[Point-per-instance localization data]
= = = = =

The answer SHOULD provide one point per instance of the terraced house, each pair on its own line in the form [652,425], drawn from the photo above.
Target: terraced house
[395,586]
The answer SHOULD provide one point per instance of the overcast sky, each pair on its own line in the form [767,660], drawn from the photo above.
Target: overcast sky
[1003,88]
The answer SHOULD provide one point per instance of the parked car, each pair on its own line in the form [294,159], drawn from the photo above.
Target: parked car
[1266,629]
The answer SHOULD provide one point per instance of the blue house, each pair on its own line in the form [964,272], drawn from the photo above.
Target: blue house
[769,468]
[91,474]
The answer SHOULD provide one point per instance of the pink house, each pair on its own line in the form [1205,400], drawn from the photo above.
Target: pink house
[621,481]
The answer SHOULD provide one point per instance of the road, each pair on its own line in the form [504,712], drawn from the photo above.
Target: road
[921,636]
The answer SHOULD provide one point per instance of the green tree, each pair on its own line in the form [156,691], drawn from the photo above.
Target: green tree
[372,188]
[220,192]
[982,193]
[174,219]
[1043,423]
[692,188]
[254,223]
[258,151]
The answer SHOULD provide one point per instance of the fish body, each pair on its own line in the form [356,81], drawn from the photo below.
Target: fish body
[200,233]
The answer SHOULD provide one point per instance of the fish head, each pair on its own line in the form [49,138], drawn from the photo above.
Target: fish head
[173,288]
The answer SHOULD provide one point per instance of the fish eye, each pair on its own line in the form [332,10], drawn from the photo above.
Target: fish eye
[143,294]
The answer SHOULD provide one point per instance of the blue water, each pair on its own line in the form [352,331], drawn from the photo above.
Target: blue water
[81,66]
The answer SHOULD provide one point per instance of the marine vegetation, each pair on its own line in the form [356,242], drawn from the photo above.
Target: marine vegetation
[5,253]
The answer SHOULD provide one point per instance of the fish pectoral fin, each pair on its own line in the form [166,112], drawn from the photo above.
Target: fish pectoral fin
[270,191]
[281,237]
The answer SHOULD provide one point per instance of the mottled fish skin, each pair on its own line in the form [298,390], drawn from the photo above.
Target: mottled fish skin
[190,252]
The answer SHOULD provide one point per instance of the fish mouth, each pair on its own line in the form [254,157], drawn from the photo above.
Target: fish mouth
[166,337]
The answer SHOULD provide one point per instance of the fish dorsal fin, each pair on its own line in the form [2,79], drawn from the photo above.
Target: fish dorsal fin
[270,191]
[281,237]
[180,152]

= = = = =

> **WHAT IS EXPECTED**
Your task for the entries above: copy exactly the span starting with the line with "Target: fish body" and going on through the line with "[2,79], drawn from the photo above.", both lines included, and nothing else.

> **TASK ANSWER**
Target: fish body
[200,233]
The answer SHOULD provide one point per instance of the fish head, each pair on its own line in the form [49,138], drawn from the photo above.
Target: fish head
[173,288]
The answer SHOULD provide one point per instance of the fish eye, each pair on its own line in the form [332,10], drawn from the photo above.
Target: fish eye
[143,294]
The answer SHOULD provide one point per instance of the blue water, each pair on its own line in the form [352,331], drawn from the photo above.
Target: blue water
[81,66]
The answer SHOULD provide one point per instance of the marine vegetation, each pair on its own line in the form [356,242], drawn from the photo above.
Target: marine vegetation
[5,253]
The answer SHOULD provide one point per instance of the fish pectoral fin, each pair on its own line in the form [166,112], drawn from the photo above.
Target: fish pectoral fin
[270,191]
[281,237]
The answer SHOULD provide one point per instance of the mottled fish skin, each pair on its own line in the form [298,390], drawn from the photo above.
Target: mottled fish skin
[190,252]
The answer SHOULD provide one point per instance of the fish mouth, each pair on its own line in the form [254,157], drawn from the photo above.
Target: fish mouth
[166,337]
The answer SHOULD provide one point per instance of the fish dorsal fin, each pair on its own line in the form [2,79], drawn from the photo above.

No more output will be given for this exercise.